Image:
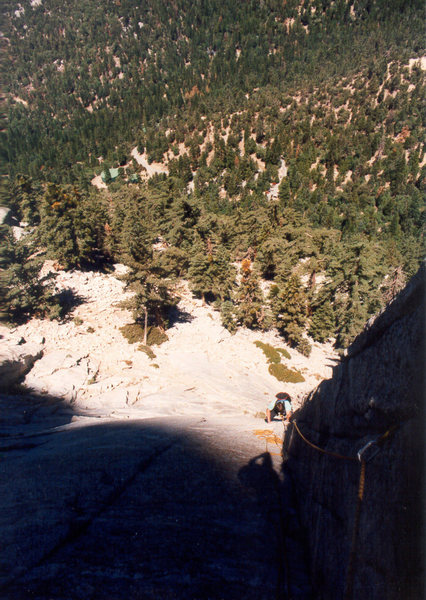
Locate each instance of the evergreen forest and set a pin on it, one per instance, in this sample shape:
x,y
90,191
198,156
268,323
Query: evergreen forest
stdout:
x,y
271,153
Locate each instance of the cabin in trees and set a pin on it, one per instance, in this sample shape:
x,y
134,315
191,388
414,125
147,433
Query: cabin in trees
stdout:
x,y
113,174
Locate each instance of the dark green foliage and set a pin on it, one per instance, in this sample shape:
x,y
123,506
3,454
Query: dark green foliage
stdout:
x,y
249,311
351,207
322,322
227,314
284,352
289,308
271,353
147,351
71,226
135,332
283,373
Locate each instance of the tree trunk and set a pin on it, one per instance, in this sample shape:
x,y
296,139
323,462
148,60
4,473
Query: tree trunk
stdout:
x,y
145,330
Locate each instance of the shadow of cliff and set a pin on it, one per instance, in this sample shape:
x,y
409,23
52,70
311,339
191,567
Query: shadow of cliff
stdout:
x,y
133,509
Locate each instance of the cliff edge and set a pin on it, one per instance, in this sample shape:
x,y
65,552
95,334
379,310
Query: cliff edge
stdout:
x,y
375,395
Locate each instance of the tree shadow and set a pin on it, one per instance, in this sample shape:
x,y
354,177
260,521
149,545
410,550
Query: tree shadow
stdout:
x,y
276,497
68,300
144,509
178,315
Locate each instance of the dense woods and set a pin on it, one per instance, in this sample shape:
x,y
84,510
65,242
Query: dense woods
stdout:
x,y
290,137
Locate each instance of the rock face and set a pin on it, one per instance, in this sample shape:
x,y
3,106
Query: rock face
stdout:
x,y
16,359
378,388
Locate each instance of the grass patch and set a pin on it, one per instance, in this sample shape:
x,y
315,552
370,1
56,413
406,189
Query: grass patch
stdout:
x,y
156,336
147,351
133,332
283,373
272,355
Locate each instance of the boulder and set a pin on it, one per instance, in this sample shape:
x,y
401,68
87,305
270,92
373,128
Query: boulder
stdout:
x,y
16,360
61,374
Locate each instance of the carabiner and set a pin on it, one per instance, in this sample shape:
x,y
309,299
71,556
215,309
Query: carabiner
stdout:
x,y
360,454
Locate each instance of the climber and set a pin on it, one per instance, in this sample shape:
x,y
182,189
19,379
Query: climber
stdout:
x,y
280,406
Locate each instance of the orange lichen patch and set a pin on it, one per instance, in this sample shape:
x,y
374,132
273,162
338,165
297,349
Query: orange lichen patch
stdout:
x,y
405,133
270,438
194,91
268,435
246,265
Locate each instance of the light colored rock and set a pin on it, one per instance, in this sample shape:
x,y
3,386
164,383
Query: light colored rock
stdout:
x,y
16,359
61,375
202,368
5,214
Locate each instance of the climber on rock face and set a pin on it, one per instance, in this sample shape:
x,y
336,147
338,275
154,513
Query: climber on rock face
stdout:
x,y
281,405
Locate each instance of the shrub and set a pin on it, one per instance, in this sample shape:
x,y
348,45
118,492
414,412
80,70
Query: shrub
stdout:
x,y
147,351
270,352
156,336
133,332
283,373
304,347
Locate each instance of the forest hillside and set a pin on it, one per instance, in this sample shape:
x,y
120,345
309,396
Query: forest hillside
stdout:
x,y
271,154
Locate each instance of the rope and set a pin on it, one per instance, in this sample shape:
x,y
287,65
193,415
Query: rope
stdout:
x,y
350,574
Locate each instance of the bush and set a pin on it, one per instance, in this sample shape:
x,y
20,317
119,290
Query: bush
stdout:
x,y
147,351
156,336
134,332
284,352
283,373
270,352
304,347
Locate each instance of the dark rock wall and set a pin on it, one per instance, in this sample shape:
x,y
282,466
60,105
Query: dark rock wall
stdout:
x,y
379,386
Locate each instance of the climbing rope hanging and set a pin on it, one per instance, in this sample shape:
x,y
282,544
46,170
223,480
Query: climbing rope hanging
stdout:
x,y
350,572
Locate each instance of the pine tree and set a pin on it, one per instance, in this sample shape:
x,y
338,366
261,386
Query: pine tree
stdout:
x,y
199,272
289,308
249,303
23,293
222,274
322,322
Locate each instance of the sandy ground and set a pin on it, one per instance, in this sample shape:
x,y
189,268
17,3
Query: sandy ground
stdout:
x,y
201,370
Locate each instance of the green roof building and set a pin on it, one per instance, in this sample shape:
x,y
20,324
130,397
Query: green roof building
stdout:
x,y
113,173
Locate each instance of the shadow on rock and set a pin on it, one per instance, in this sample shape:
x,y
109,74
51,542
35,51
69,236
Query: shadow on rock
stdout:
x,y
138,509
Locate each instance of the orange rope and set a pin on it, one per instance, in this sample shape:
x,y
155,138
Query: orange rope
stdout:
x,y
350,573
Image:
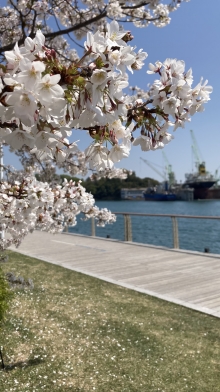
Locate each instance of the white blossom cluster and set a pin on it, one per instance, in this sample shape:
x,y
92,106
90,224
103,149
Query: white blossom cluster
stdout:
x,y
28,204
42,100
175,99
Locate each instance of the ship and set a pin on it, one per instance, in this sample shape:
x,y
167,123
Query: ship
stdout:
x,y
159,193
201,182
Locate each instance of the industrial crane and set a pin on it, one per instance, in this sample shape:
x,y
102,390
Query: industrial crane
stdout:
x,y
170,172
200,164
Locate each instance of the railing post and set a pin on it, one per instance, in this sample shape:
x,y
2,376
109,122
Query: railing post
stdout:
x,y
175,233
93,227
127,228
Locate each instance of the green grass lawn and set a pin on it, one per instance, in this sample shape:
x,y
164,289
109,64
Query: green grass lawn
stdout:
x,y
77,333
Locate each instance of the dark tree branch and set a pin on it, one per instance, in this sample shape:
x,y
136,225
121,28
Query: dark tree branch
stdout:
x,y
60,32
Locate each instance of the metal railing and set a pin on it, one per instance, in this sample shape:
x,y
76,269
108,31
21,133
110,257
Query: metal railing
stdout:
x,y
174,218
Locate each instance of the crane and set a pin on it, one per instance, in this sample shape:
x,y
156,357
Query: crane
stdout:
x,y
170,172
200,164
153,168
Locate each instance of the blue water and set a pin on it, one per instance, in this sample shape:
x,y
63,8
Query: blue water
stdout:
x,y
194,234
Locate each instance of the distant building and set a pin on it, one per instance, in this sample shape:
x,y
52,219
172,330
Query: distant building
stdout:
x,y
132,193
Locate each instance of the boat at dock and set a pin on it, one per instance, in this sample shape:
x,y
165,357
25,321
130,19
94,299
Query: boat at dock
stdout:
x,y
201,182
160,193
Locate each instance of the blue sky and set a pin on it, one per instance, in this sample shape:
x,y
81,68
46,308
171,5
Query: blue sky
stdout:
x,y
192,36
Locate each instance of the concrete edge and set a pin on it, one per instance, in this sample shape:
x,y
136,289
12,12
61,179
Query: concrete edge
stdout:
x,y
196,253
166,298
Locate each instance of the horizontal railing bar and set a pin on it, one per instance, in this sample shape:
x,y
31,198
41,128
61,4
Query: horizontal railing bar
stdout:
x,y
168,215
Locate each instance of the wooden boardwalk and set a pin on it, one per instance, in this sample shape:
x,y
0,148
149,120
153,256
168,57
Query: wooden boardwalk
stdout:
x,y
191,279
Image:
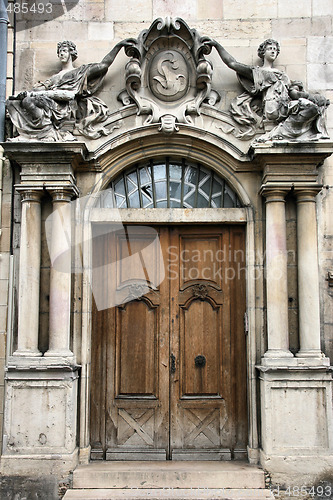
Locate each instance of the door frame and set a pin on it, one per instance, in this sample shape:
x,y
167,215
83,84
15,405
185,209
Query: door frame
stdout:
x,y
169,217
225,166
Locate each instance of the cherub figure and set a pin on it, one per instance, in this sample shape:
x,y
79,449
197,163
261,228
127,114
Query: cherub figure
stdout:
x,y
272,102
65,104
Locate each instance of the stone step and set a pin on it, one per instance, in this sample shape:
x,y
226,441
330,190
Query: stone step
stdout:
x,y
169,474
169,494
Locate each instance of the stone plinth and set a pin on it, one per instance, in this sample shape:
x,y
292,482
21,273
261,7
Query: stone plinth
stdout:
x,y
297,431
40,417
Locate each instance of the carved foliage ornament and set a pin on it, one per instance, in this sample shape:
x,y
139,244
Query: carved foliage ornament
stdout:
x,y
168,76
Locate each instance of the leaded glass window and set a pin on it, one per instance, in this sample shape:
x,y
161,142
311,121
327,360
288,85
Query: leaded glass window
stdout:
x,y
169,184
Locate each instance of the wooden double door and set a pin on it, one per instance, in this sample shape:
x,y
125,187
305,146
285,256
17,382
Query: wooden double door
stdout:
x,y
168,372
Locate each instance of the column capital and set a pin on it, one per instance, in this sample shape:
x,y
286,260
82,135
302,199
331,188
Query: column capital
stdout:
x,y
306,195
30,194
61,194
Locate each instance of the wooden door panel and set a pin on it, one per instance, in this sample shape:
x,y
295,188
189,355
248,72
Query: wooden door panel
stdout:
x,y
137,329
135,368
206,399
140,409
199,378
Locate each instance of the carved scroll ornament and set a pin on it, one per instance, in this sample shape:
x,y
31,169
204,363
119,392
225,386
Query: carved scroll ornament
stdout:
x,y
168,76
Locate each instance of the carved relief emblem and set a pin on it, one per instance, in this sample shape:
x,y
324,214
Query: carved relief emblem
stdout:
x,y
168,66
168,75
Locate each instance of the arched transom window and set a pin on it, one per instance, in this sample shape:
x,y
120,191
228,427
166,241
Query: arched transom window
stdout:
x,y
169,184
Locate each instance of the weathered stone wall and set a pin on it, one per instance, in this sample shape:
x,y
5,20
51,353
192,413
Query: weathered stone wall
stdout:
x,y
304,30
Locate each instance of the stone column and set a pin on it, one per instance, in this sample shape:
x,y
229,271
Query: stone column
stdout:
x,y
308,281
60,275
30,255
276,276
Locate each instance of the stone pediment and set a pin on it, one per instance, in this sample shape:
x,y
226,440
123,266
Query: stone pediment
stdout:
x,y
169,91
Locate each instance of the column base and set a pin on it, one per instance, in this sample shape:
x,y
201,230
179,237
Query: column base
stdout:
x,y
26,353
278,353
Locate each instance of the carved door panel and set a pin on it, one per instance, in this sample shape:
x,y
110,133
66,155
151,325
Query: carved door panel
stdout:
x,y
130,371
208,387
168,365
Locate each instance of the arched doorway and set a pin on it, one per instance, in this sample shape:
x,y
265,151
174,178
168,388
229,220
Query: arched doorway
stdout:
x,y
168,376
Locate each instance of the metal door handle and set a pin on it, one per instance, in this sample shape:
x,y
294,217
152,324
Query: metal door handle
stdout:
x,y
200,361
172,363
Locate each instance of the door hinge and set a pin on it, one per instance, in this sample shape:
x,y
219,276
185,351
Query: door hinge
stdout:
x,y
246,323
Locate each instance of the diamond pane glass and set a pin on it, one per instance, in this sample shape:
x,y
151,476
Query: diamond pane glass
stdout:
x,y
169,185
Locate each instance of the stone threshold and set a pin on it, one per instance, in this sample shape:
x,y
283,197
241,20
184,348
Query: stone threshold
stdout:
x,y
170,494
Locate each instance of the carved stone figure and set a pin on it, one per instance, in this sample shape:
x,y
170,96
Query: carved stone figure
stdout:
x,y
272,102
64,105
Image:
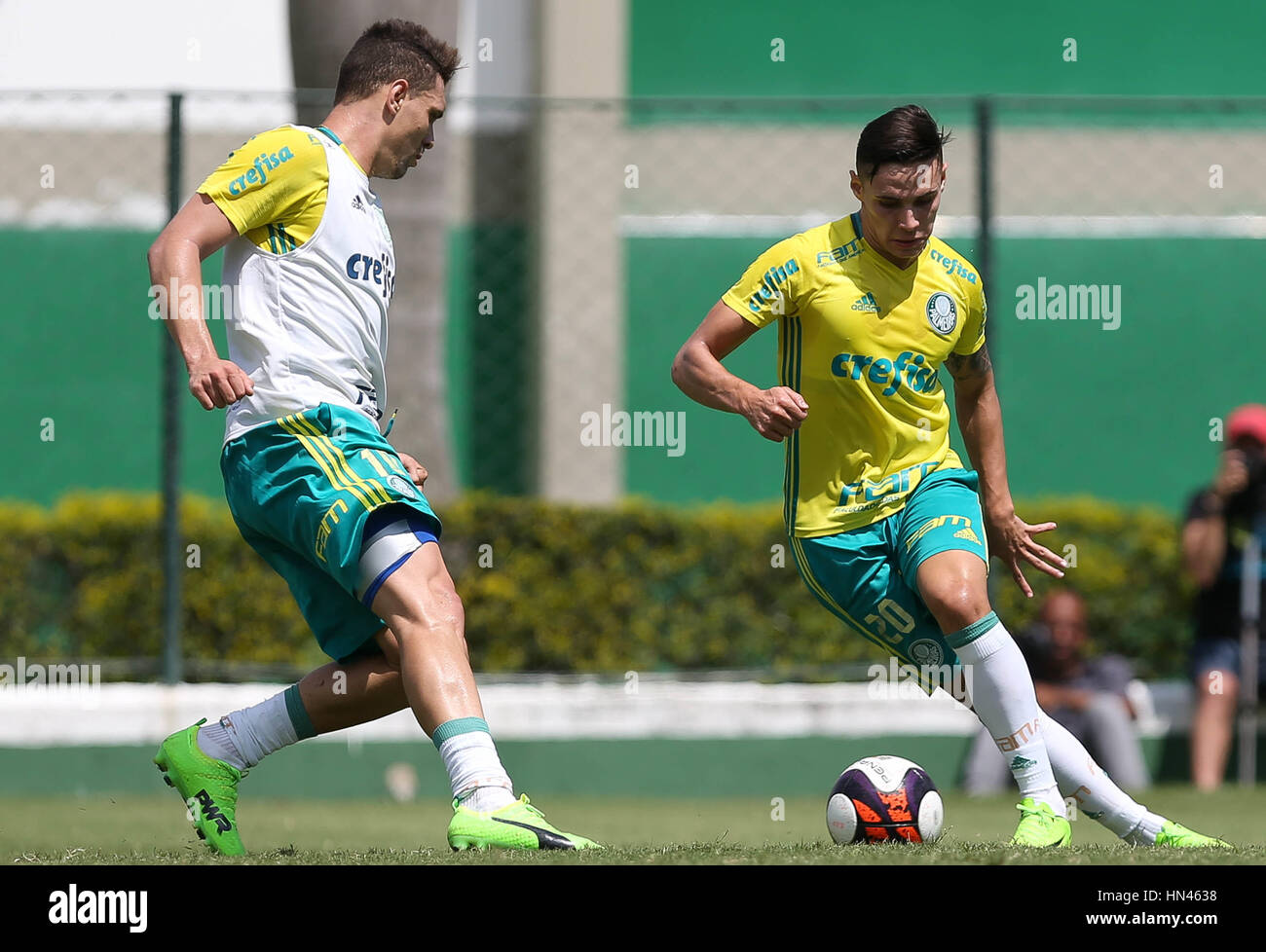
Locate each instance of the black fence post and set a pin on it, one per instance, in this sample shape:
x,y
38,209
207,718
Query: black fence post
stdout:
x,y
172,366
984,211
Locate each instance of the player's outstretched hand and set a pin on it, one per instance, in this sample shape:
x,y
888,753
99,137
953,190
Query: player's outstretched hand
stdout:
x,y
776,413
417,471
1011,538
218,383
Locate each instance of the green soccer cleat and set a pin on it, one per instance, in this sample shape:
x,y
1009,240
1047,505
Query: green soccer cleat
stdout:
x,y
1176,834
519,825
207,787
1039,825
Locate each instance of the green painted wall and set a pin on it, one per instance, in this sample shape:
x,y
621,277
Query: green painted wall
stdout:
x,y
80,348
490,357
919,49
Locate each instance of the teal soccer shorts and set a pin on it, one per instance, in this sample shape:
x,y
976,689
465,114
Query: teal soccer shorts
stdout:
x,y
302,490
868,576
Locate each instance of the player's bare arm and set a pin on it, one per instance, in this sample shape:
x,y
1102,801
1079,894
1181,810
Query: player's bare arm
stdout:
x,y
198,231
980,420
697,371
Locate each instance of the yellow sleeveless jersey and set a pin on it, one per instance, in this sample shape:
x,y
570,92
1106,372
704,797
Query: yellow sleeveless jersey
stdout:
x,y
862,341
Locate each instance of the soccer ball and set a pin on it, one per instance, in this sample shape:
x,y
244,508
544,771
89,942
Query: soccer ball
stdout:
x,y
881,799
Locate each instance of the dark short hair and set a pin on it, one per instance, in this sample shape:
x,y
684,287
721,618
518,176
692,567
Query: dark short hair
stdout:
x,y
393,50
906,134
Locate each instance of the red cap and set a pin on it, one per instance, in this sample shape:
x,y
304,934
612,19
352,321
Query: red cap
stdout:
x,y
1247,421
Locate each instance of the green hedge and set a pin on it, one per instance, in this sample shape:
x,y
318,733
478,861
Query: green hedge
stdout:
x,y
569,589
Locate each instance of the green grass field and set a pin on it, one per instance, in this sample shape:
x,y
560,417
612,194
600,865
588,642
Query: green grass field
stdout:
x,y
152,829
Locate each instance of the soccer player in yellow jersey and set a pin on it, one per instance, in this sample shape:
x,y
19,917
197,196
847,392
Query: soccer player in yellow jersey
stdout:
x,y
887,527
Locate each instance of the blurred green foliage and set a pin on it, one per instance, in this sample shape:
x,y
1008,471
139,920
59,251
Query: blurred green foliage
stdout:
x,y
548,586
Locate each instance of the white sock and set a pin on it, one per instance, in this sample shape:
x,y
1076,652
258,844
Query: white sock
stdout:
x,y
473,767
1097,796
245,737
1003,696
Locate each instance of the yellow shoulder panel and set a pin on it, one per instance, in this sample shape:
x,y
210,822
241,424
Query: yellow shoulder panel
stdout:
x,y
273,188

= = =

Locate the line that contains "Locate each instance of the green grass field", then please quote it and every line after it to the end of the entries above, exactly and with nothing else.

▶ _The solution_:
Locate each instance of the green grass field and set a pin on it, one per instance, in this sample shape:
x,y
560,417
612,194
600,865
588,642
Query: green grass field
stdout:
x,y
152,829
Locate each instance of the soccer player in yellow jersey and set a pin on it, one per instance, in this sample shape:
x,y
19,917
197,196
847,392
Query: soccer player in yellow jersey
stdout:
x,y
887,527
Locate each instance of the blurred green foliage and set a pin on it, one per instance, in this sample shape:
x,y
1008,471
139,920
59,251
Query: blurred green foliage
stdout:
x,y
548,586
Locate each instance of the white sock and set a pin on it, one per instance, in this sample shape:
x,y
1076,652
258,844
Query: white sock
stdout:
x,y
473,767
1097,796
245,737
1003,696
Locate each instance of the yellow shoulder panel and set a pin on it, one per instance, in this sample shape:
x,y
210,822
241,424
Query: yellow shoulder panel
stdout:
x,y
273,188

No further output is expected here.